§ EXERCISE DESCRIPTION
Without the pictures, write out every entry that follows exactly.

§ INFORMATION SHOWN
*** Begin section ***
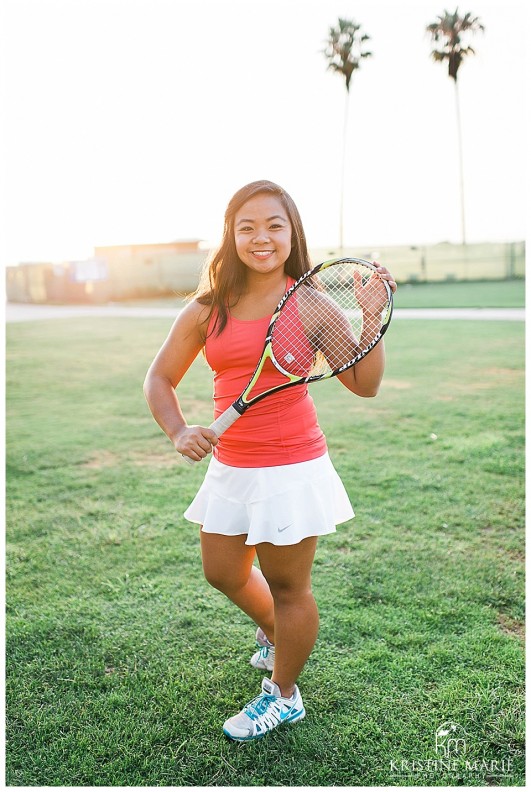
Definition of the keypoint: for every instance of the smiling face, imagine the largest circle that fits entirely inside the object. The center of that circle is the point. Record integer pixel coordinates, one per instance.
(262, 234)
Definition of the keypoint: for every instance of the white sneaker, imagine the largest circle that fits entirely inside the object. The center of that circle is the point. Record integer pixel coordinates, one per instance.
(264, 658)
(264, 713)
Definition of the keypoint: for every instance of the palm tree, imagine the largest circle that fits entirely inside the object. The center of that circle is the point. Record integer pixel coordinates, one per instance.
(344, 52)
(448, 32)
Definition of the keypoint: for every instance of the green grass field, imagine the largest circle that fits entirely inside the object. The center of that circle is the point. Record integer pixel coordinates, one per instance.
(122, 663)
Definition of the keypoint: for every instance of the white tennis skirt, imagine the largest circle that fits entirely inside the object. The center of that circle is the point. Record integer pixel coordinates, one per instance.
(281, 505)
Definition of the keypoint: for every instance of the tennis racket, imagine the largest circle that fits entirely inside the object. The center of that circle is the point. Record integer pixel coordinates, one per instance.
(328, 321)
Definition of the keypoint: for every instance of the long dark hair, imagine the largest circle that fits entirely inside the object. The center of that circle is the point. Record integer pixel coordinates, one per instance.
(223, 277)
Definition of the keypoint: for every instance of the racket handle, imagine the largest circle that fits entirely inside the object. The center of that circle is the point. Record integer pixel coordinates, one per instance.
(226, 419)
(220, 425)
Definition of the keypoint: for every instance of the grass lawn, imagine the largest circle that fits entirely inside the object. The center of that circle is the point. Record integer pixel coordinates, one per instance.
(462, 294)
(122, 663)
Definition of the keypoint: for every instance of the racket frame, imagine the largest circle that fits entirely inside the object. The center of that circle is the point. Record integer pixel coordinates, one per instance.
(237, 408)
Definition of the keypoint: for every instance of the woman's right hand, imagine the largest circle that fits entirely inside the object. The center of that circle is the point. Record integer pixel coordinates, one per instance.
(195, 442)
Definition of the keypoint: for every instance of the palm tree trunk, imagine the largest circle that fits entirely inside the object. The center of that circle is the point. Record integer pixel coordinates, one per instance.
(461, 177)
(343, 168)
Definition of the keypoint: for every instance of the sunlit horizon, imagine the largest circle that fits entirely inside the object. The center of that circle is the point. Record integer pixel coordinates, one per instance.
(123, 127)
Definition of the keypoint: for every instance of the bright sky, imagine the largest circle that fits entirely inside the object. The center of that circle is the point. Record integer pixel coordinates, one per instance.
(130, 121)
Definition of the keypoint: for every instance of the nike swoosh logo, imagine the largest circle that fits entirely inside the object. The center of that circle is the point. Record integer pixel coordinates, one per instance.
(289, 714)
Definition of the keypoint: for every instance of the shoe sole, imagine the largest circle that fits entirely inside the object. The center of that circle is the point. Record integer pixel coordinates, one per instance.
(299, 716)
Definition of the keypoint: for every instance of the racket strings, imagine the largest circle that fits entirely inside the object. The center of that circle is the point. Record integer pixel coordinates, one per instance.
(320, 330)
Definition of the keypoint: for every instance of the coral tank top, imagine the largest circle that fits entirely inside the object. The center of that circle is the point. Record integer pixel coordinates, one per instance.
(282, 429)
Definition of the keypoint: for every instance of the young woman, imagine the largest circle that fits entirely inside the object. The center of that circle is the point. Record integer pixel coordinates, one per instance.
(276, 448)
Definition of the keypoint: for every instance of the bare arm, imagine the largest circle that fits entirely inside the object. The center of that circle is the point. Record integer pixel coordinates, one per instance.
(184, 342)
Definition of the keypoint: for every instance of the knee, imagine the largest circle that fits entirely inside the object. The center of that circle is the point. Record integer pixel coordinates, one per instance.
(289, 592)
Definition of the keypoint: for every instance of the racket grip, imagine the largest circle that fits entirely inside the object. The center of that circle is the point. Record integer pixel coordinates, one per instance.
(226, 419)
(220, 425)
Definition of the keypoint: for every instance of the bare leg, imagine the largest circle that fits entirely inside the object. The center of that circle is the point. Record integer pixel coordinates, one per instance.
(288, 573)
(228, 566)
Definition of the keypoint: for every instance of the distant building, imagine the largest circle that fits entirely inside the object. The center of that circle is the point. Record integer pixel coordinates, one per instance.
(115, 272)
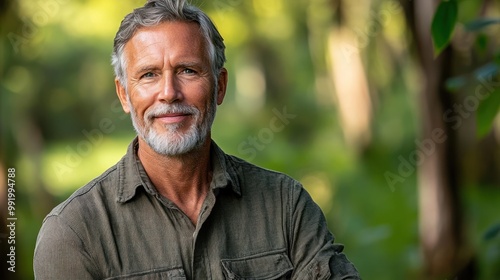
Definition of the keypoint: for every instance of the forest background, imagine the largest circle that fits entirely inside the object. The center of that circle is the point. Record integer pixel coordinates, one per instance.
(386, 111)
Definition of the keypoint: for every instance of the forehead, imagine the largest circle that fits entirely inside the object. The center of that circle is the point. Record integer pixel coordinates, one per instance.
*** End section ***
§ COMPLETED EXERCISE
Definition of the keypoint: for every instance of the smiling face, imagine the largest circle that fits entirely inside the object. The center of that circle is the point. Record integer pixel coordinates, one per instance.
(262, 234)
Definition of the keypoint: for every instance of the white sneaker, imagine the largest circle that fits entirely inside the object. The center of that circle is the point. Record integer pixel coordinates, one per instance.
(264, 658)
(264, 713)
Definition of the keypoint: for every instance of the palm tree, imagine the largest circle that fits entirely inside the object. The center of that circle is the point. Record integer pixel coordinates, one per instance.
(344, 52)
(448, 32)
Definition of the keypoint: for every instance of the green grass field, imagine the largest circle that fits entirely inside the object. The center of that circle is the point. Record integer pixel coordinates, one per instance.
(122, 663)
Definition of the keypoint: for every instance of the white tennis skirt, imagine the largest circle that fits entirely inside the object. The center of that circle is the point. Record integer pixel coordinates, one per instance.
(281, 505)
Definition of the keypoint: for every instance of the tennis racket, imagine the largest circle that fits entirely inside the object. The center of that circle is the point. Record integer pixel coordinates, one per instance.
(328, 321)
Definition of the keypoint: for every instance of the long dark hair, imagine the largest circle that fits entirely inside the object. The center of that circle is the point. Record integer pixel coordinates, one per instance.
(223, 277)
Definition of the keypoint: for every instance of the racket handle, imagine the largest circle that fits entirely inside the object. The center of that circle is the point. Record integer pixel coordinates, one per instance.
(226, 419)
(220, 425)
Definition of the keypoint: for every instance of the grass lawn, imagine the largest circle that fits entirely inside the object. The center of that circle is the point. Record integer pixel coordinates, one per instance.
(462, 294)
(122, 663)
Definition of the keypoint: for every instance of the racket frame, imagine the largest circle that fits entirely inside the object. The center of that circle is the point. Record integer pixel coordinates, one per instance.
(237, 408)
Definition of the keypoint: for every instance of the woman's right hand, imagine the largest circle that fits entirely inside the object. The center of that circle is the point. Record integer pixel coordinates, one per instance.
(195, 442)
Definition of the keypoint: for every instance of the palm tree trunk, imagine the largest circle that fits entirely inside the object. The center of that circle is the point. Record integer pixel coordinates, one per instance.
(461, 177)
(343, 168)
Definition of the keypoint: for every instance of the sunlit horizon, imagine the largest circle that fits entirely inside the object. The center of that circle is the point. Record integer pixel coordinates, one per instance.
(123, 127)
Definition of the keypoint: for every instance of the bright sky, imagine the largest circle that fits entirely inside the object. The center of that circle is the point. Record integer pixel coordinates, one per instance.
(130, 121)
Definition of the keypoint: for every instance of the nike swoosh logo, imagine the largest circle that fits entirely inside the object. The center of that circle is the point. Record integer pixel coordinates, one per instance.
(289, 714)
Definition of the keypoint: for every instance of the shoe sole, imagine the largest circle that fits entirely inside the object. The center of that circle is the point. Record integer pixel coordinates, one per instance.
(299, 716)
Definition of the keypoint: for every instance of the racket strings, imagine the largest circle that fits entirely inside the object. The center of that circle is the point. Record integer pixel coordinates, one per instance.
(320, 330)
Definition of the keypoint: for every instance of the coral tank top, imagine the largest circle that fits entirely inside the object. The center of that circle is the point. Record integer pixel coordinates, one per instance.
(282, 429)
Definition of the keypoint: for every instance of the young woman, imagine the largest circle that fits entirely inside the object. The center of that circle is the point. Record integer pixel coordinates, one per instance.
(276, 448)
Definition of the keypoint: for every instance of the bare arm, imagine the largest circle that fits entirely inside the object. The center of that circle is the point. Record integer pixel coordinates, one per instance.
(184, 342)
Definition of the keypoint: for every instance of the knee, imagine the largest circle that fits entirely inside the object. The center of that circle is the point. Record integer pixel coordinates, one per instance.
(289, 592)
Definition of the keypoint: for every instance of the racket grip, imagine the largest circle that fits entirely inside the object. The center of that circle is the point. Record integer pixel coordinates, one per instance.
(226, 419)
(220, 425)
Definition of the keypoint: for every instance of the bare leg, imagine the largest circle that fits entirely inside the object. The center of that circle is the point. Record integer pixel coordinates, one per instance.
(288, 573)
(228, 566)
Definition of the keypoint: for every instance of the distant building, imagine the largest circle that fits entirely inside the object. The center of that circle is the point. Record integer pixel coordinates, one per instance.
(115, 272)
Definition of the keypoint: for every instance of the forest background, imagine the largest circle that fits entirely inside the object. The center of that circle is the point. Record integer pixel coordinates, one per instance.
(386, 111)
Definition of the keypoint: for every instance of the forehead, imagine the largest circle that fits entirely inside the object. The center of that circle is the point. Record integer pixel coordinates, one per instance.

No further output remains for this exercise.